PROBLEMS
A. Using the newsletter about the zendo and its land, answer each of these, one per line:
(i) What does this month's new donation pay for?
(ii) How many people gathered in early August?
(iii) What was one of the work groups asked to make?
B. Carry on the newsletter about the zendo and its land, starting after its final sentence.

November 30-December 5, Rohatsu sesshin (Saturday 7 pm – Thursday 3 pm)
Thank you to donors. You know who you are. This month’s new donation supports transcription of my past talks, which will help me publish a book. All options are here, including the way to support us for free.
It is only by consistently re-grounding ourselves to the Earth, silently in order to listen, that we can allow the grief of these times to wash through us. And then, may we be clear-eyed and able to act with the conviction required by these times. Dahr Jamail, July 2019
In early August, fourteen of us came together to practice with the land, listening to the earth and caring for it, sitting zazen in the new zendo and walking meditation outdoors, working and laughing together. It felt like a new beginning.
Although the point of the work times was to engage with the land, not to accomplish things, things were accomplished.
One of the work groups was asked to make a trail through the woods; last fall’s tornado damage has made it very difficult to walk in the woods, and I’ve been feeling more and more need to reconnect. When I came down the path they’d made, I found myself face to face with the most beautiful part of the bluff at the large creek. I caught my breath. Looked at the faces in the rock cliff, one face and another and another and a whole mass of beings like an audience down below. Felt the space. Stayed for a while, and promised myself to come back every day. To listen, to honor, to be made whole again. It’s nearly at the center of the land we “own.” That feels good to me. There was an altar in each direction: north, east, south, west at the river. Most of these are inaccessible since last September’s tornado took down so many trees. But now I can walk to the central altar and be connected – feel the connection that is always there, actually.
I asked the place for permission to post a photo, but there was no yes. So no picture, I just invite you to come, to make your offering here at this altar, to receive its blessing, to meet directly.

DATA SECTION
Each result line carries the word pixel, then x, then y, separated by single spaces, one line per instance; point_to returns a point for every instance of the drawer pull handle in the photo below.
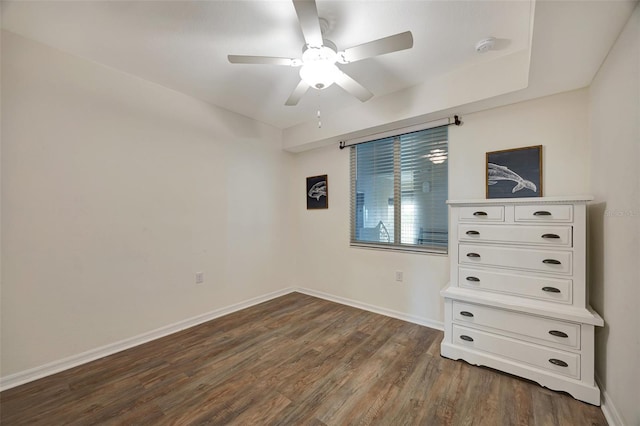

SOLVED PROBLEMS
A.
(i) Transcription of the writer's past talks, which will help with publishing a book.
(ii) Fourteen.
(iii) A trail through the woods.

B.
Meanwhile, the work of the summer has been making the zendo, the meditation hall as the heart of the house. And some work with gardens and outdoors, mostly maintenance, but tomatoes are starting to ripen and the zucchinis are already feeding us. Gifts from Eileen, from Karen, Beth, Jaime, Iris and Hosshin and Hoko and so many other volunteers, guests, sincere practitioners. And the steady work of Damien, weeding, mowing, hauling, whatever is needed for several hours a week, helping the land be in better shape than it has for a while.
It feels like things are coming together, after five years here. People are coming more; the house is a workable space for retreats; the beauty of the land is coming forth. The potlucks offer steady space for listening and deepening, the three-hour sits, the workdays, and the weekend sesshins – things are settling. It’s fortunate, because just at this time the emergency in the world is becoming clearer.
Observing the World:
The emergency in the world – I see that I wrote about this last month. Happy not to say more, except to remind you that this is that state recommended for practice: “Practice as if your head is on fire.”
Meanwhile, I’m happy to see so much waking up, so many people learning to follow the lead of indigenous people, so many following spiritual paths.
And here’s a thought: Sometimes you hear of a people who have a ritual that must be done for the world to continue. For instance, “I have to offer this prayer in the morning for the sun to come up.” Colonized mind thinks it’s silly. Very few are doing those rituals any more; colonialism has decimated native religions even worse than native peoples. What if those peoples were right? What if what would save us is not science but prayers and rituals for the earth, for earth spirits? Not proposing that we abandon other actions, but that we look deeply at the nature of our relationship with all beings.
That’s where I’m putting my time, because even though my imagination can’t go there, I’m certain that we need to go beyond the rational mind. What matters is to come home to our family, of the whole earth including humans. That’s more important than survival.
The question is always: What is needed? What can this person and this group offer that will be beneficial to the whole, including every individual. So there will be an “Introduction to Zen” workshop and retreat in October, because people have been asking.
I’d also like to invite you to listen to one of my Dharma talks, where I look more deeply into the matters I discuss here. Two of the talks posted on the website are based on Dogen’s “Body and Mind Study of the Way”: “The whole world is nothing but the true human body” and “A single hand held out freely.” Each is a bit under an hour. On the same page are two very short clips, one on walking meditation and one on work.
I look forward to posting a talk by my teacher, Shohaku Okumura, at the Land Care Retreat, and a talk by Beth Goldring at Northfield Buddhist Meditation Center.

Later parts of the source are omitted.